# [DESCRIPTION OF THE TASK]
The answer must be a single number: how many lines below contain "stand".

(SUPPLIED DATA Opens)

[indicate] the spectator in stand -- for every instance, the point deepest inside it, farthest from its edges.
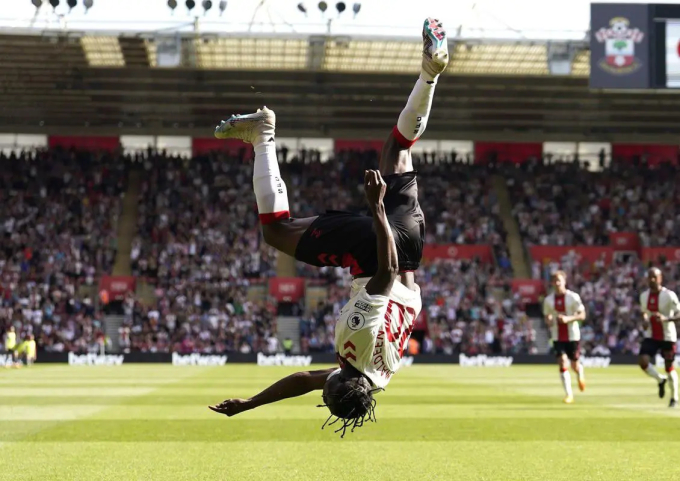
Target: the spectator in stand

(SUPPLIED DATA Closes)
(SUPPLIED DATA Opens)

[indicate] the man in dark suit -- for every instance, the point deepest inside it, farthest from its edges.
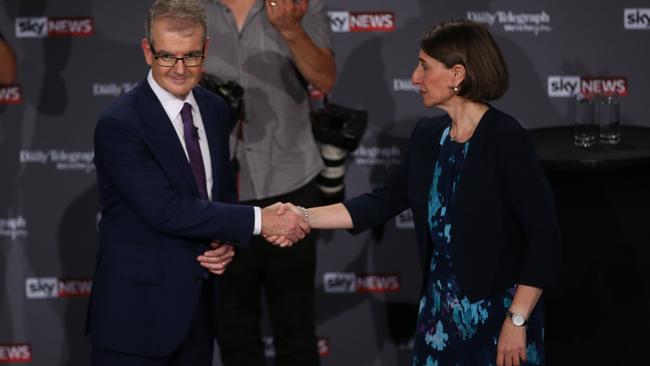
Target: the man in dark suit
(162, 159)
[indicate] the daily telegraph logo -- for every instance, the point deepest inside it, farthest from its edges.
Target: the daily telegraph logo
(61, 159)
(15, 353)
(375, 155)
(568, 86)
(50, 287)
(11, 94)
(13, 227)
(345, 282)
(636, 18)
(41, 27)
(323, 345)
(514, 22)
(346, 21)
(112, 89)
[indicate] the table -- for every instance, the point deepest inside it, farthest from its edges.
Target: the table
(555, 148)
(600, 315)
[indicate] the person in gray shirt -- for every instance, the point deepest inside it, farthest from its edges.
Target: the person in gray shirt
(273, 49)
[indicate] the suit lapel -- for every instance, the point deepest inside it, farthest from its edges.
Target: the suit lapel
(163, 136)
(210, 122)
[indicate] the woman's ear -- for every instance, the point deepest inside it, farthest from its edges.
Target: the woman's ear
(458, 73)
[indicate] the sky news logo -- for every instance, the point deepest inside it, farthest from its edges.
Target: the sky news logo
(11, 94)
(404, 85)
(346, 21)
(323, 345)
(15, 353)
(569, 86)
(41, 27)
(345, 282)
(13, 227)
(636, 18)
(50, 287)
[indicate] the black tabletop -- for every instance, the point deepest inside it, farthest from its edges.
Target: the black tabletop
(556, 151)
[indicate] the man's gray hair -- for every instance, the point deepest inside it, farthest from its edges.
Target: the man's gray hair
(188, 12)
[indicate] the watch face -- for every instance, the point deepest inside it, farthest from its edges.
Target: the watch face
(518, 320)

(SUPPLIED DATA Closes)

# [WRITTEN RESPONSE]
2